(Point-per-instance localization data)
- Opening Delimiter -

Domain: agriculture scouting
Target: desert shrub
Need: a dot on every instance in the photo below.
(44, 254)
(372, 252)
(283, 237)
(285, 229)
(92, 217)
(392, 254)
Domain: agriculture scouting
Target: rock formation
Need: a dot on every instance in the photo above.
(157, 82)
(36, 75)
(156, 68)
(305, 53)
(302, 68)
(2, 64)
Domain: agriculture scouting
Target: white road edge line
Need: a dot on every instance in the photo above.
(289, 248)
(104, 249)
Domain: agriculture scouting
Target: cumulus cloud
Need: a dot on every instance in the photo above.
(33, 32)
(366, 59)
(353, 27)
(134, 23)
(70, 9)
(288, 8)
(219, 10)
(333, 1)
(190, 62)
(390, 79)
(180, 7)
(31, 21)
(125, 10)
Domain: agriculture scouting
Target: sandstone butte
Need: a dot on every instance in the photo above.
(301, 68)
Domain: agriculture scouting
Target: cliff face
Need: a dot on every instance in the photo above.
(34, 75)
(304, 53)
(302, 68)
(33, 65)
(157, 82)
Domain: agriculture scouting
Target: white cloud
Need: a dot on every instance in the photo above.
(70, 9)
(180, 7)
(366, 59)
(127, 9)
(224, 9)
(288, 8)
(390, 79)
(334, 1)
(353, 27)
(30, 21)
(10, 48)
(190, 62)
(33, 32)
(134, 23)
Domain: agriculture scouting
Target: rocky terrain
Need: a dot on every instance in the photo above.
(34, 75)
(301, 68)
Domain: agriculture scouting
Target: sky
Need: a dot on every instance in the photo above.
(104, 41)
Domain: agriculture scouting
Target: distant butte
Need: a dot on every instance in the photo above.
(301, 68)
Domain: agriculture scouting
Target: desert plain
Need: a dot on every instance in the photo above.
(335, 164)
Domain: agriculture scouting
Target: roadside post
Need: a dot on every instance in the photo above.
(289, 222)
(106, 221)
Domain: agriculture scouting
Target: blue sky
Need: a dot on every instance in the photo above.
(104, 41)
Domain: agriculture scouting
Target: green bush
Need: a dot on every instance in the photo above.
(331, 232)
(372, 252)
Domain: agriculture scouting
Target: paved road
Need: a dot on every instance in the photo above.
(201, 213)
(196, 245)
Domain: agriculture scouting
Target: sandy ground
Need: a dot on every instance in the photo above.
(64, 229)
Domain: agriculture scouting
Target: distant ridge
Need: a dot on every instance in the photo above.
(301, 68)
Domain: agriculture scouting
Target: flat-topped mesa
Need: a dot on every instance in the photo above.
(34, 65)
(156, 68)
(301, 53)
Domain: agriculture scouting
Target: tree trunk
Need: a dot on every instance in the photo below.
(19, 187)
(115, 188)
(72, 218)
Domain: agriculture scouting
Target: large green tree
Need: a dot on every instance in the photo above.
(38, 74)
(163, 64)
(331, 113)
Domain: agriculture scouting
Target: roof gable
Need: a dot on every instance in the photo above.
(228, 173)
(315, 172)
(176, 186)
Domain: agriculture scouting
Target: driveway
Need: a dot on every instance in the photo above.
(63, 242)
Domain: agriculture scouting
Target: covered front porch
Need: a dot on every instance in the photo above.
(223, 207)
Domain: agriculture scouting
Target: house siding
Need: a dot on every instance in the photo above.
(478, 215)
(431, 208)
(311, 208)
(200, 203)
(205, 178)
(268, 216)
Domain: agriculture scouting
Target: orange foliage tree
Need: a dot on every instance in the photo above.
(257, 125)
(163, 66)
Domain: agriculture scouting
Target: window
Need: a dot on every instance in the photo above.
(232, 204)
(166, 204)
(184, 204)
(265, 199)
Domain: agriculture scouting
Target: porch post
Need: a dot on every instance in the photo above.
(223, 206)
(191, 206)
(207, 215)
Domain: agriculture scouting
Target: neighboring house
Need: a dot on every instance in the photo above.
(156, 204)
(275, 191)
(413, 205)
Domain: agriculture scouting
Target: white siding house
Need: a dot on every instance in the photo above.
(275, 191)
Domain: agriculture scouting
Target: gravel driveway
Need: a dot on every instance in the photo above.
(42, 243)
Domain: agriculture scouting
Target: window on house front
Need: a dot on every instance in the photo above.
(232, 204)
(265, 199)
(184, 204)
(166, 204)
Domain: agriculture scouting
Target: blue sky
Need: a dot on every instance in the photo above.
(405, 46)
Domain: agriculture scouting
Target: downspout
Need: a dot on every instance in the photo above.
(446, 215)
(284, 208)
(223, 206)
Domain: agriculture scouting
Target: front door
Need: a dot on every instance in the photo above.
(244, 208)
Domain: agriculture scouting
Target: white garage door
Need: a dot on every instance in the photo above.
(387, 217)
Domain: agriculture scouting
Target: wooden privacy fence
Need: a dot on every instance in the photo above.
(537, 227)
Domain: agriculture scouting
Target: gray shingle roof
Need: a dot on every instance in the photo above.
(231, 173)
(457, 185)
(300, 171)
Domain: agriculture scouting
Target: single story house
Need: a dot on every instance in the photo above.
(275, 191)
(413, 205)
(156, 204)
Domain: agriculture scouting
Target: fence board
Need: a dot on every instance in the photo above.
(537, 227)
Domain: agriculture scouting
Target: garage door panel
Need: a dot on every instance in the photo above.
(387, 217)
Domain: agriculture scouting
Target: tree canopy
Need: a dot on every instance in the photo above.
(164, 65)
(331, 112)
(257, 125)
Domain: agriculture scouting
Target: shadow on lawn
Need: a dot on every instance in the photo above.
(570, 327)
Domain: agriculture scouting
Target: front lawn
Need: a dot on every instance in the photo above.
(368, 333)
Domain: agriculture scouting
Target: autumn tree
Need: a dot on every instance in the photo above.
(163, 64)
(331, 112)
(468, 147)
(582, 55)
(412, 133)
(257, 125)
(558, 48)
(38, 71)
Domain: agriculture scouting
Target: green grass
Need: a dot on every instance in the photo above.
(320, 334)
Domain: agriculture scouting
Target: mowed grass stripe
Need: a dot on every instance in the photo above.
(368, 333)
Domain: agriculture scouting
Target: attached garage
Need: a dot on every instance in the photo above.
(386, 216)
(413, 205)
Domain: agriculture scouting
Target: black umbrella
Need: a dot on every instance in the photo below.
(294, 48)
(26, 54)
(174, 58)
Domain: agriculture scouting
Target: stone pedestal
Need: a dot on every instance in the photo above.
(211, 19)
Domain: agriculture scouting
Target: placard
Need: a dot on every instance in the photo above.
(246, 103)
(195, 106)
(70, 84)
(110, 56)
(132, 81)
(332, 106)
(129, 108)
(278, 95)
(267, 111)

- Closing Delimiter -

• Work required
In how many lines of the data does the word "lawn" appear? Respond with the number and nothing more.

• Written answer
2